# start of Data shown
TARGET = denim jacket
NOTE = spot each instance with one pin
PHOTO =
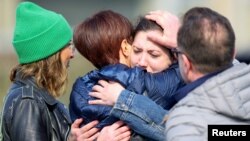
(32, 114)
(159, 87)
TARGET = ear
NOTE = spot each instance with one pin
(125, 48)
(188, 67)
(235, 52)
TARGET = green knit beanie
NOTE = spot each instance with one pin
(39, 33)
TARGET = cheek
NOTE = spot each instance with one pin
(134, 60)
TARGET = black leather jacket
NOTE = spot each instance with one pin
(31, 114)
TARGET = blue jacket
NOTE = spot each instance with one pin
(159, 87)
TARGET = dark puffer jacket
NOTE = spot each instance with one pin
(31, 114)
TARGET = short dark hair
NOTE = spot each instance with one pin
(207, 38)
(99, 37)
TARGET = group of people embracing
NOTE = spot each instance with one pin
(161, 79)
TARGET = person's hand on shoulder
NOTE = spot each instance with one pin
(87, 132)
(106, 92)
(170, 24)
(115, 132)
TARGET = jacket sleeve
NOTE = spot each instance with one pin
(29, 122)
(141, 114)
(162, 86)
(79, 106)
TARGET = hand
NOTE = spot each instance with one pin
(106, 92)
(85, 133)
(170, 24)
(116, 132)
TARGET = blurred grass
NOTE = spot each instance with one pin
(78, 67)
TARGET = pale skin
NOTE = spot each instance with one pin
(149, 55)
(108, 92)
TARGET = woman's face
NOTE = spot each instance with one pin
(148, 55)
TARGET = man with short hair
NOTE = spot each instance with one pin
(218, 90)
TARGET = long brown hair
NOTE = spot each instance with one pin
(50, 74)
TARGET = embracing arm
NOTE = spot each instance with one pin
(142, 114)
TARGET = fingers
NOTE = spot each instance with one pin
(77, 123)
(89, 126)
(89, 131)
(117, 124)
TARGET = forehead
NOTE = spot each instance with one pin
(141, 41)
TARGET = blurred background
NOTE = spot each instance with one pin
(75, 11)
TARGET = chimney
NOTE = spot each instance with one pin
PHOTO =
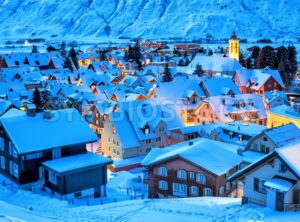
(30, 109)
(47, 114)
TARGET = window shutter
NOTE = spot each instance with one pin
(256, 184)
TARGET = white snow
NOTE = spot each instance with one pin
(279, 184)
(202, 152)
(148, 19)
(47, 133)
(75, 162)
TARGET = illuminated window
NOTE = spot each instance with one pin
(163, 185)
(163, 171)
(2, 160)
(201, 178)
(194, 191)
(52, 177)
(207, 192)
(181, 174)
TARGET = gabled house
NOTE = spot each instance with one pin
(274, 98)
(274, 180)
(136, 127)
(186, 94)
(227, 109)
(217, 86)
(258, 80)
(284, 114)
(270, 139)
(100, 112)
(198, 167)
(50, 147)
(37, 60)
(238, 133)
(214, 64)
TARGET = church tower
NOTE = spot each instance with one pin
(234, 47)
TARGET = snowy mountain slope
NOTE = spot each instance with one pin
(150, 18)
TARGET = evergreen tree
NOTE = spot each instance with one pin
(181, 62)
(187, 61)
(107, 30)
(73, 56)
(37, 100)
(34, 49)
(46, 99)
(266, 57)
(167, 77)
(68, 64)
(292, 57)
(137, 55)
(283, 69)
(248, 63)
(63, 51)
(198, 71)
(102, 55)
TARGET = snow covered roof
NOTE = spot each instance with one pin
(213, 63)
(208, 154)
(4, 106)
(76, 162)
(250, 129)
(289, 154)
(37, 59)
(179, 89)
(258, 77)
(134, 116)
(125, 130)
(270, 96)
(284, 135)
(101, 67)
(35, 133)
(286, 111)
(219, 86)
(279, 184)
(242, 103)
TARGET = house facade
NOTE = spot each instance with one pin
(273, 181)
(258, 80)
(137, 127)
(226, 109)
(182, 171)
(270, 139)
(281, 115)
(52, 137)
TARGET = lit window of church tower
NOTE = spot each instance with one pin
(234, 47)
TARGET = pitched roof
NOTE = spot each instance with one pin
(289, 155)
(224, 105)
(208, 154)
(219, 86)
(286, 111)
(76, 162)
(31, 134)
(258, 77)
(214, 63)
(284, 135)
# end of Data shown
• [Exercise prompt] Exact duplication of all the records is required; pictures are omitted from the copy.

• [Answer to the problem]
TARGET = denim jacket
NOTE = spot each instance with one pin
PHOTO =
(32, 114)
(159, 87)
TARGET = ear
NOTE = spot each instance with one pin
(125, 48)
(188, 67)
(235, 52)
TARGET = green knit beanie
NOTE = spot each instance with one pin
(39, 33)
TARGET = cheek
NOTE = spot each instance with one pin
(134, 60)
TARGET = black leather jacket
NOTE = spot each instance with one pin
(31, 114)
TARGET = blue jacket
NOTE = spot each instance with one pin
(159, 87)
TARGET = dark puffer jacket
NOTE = spot each instance with one pin
(31, 114)
TARGET = short dark hair
NOTE = spot each instance with one pin
(207, 38)
(99, 37)
TARGET = group of people embracing
NOTE = spot each instance with one pin
(161, 79)
TARGET = person's hand on shoulder
NOTE = spot each instance with one pin
(87, 132)
(106, 92)
(170, 24)
(115, 132)
TARGET = jacket sleeve
NOTE = spot each instance with one pin
(29, 122)
(141, 114)
(162, 86)
(79, 106)
TARGET = hand
NOTE = spot each instance with one pin
(106, 92)
(85, 133)
(170, 24)
(116, 132)
TARGET = blurred grass
NOTE = spot each instance with one pin
(78, 67)
TARGET = pale skin
NOTE = spot each instance with one pin
(149, 55)
(108, 92)
TARGET = woman's face
NOTE = spot each instance with one pin
(148, 55)
TARGET = man with short hair
NOTE = spot each instance with one pin
(218, 90)
TARGET = long brown hair
NOTE = spot each instance with one pin
(50, 74)
TARGET = embracing arm
NOTE = spot each instance with one pin
(142, 114)
TARGET = fingers
NOTE = spot each instance with one pin
(77, 123)
(89, 126)
(89, 131)
(117, 124)
TARGET = forehead
NOTE = spot each instance with one pin
(141, 41)
TARGET = blurred background
NOTE = spot each instance with one pin
(75, 11)
TARGET = chimney
NOTE = spot each instance with one pin
PHOTO =
(30, 109)
(47, 114)
TARGET = window shutter
NOTE = spot each instance with one pin
(256, 184)
TARGET = white snow
NOTE = spot each instance with one pin
(279, 184)
(202, 152)
(148, 19)
(47, 133)
(75, 162)
TARGET = illuminated window
NOTE = spot each instance with one pin
(163, 185)
(163, 171)
(2, 160)
(201, 178)
(194, 191)
(52, 177)
(207, 192)
(181, 174)
TARGET = gabled house
NOTE = spot each instance with one pin
(274, 98)
(274, 180)
(136, 127)
(186, 94)
(227, 109)
(217, 86)
(258, 80)
(284, 114)
(270, 139)
(100, 112)
(198, 167)
(50, 147)
(37, 60)
(238, 133)
(214, 64)
TARGET = church tower
NOTE = spot each instance with one pin
(234, 47)
TARGET = snowy mountain slope
NOTE = spot each instance with one pin
(150, 18)
TARGET = evergreen tree
NOTE = spot each instance with one pin
(181, 62)
(187, 61)
(107, 30)
(73, 56)
(37, 100)
(34, 49)
(46, 99)
(266, 57)
(167, 77)
(68, 64)
(292, 57)
(137, 55)
(283, 69)
(248, 63)
(63, 51)
(198, 71)
(102, 55)
TARGET = snow covered roof
NOTE = spot each instance with one pin
(213, 63)
(208, 154)
(4, 106)
(76, 162)
(250, 129)
(289, 154)
(37, 59)
(179, 89)
(258, 77)
(134, 116)
(125, 130)
(270, 96)
(284, 135)
(101, 67)
(35, 133)
(286, 111)
(219, 86)
(279, 184)
(242, 103)
TARGET = house facade
NOTE = spot each instance with one pin
(273, 181)
(258, 80)
(137, 127)
(226, 109)
(182, 171)
(270, 139)
(281, 115)
(52, 137)
TARGET = lit window of church tower
NOTE = spot each instance with one pin
(234, 47)
TARGET = pitched roof
NOTE = spot each instance with one pin
(289, 155)
(224, 105)
(208, 154)
(219, 86)
(286, 111)
(76, 162)
(31, 134)
(258, 77)
(214, 63)
(284, 135)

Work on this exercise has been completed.